__EXERCISE GOAL__. Rescale the entries starting at the line containing "Your task is to locate every instance of green" and ending at the line containing "(80, 20), (181, 84)". Reproduce every one of those lines, requests included, with each bounding-box coordinate in the answers multiplied by 1.85 and rounded to a whole number (halves up), leaving the requests and their sample coordinates unchanged, and output nothing else.

__MATERIAL SHOWN__.
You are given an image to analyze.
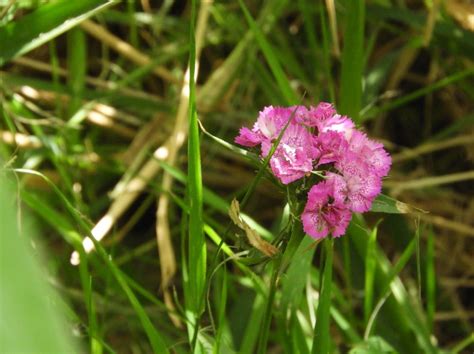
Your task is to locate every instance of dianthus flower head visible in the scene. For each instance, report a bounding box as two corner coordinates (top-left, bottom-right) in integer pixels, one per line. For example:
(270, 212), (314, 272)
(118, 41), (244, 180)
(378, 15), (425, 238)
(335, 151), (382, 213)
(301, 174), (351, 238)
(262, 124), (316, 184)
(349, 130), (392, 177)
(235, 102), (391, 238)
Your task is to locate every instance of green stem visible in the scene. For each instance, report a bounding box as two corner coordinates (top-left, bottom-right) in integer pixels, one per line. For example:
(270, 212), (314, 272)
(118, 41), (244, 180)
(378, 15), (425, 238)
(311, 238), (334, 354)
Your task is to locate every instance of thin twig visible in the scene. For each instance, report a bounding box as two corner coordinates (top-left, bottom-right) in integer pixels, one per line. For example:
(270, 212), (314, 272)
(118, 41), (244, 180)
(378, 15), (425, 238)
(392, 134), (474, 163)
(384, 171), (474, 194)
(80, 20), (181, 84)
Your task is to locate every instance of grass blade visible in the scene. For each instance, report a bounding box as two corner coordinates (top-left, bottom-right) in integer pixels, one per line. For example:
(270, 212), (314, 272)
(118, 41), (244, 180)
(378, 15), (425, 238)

...

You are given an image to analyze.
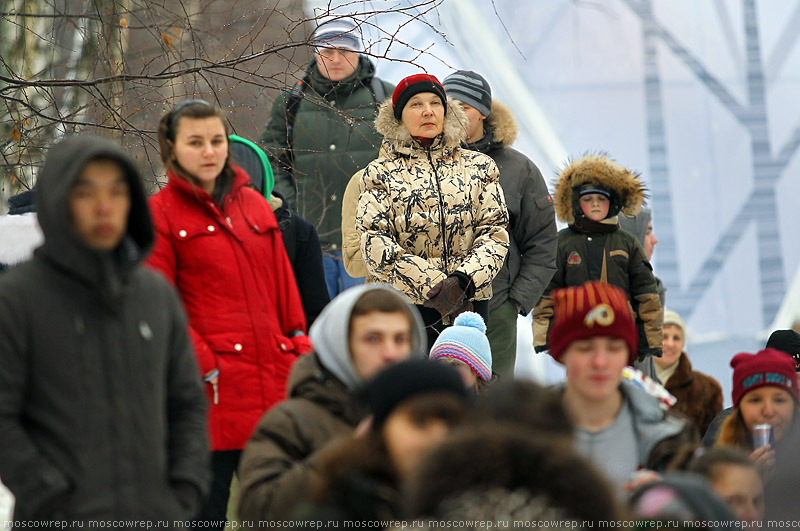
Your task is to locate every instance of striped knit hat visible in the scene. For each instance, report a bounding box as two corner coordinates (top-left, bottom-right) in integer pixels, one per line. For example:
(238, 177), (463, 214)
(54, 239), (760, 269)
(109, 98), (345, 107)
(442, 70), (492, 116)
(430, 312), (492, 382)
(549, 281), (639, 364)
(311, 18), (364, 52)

__SOLUTION__.
Your task is to locate every instance of green stem visible in the scene. For each instance, report a bounding box as two corner coordinates (top-left, bottom-right) in integer pixels, one per line. For example:
(270, 212), (314, 272)
(118, 41), (244, 180)
(378, 15), (425, 238)
(575, 440), (618, 655)
Your task is to locate every instance of thin twig visible in the scene. For each instance, report a bounding box as two corner coordinates (top-left, bottom-right) in integer pixels, one per line. For example:
(270, 212), (314, 272)
(118, 41), (244, 180)
(378, 15), (425, 238)
(725, 248), (877, 302)
(710, 316), (877, 359)
(148, 37), (335, 155)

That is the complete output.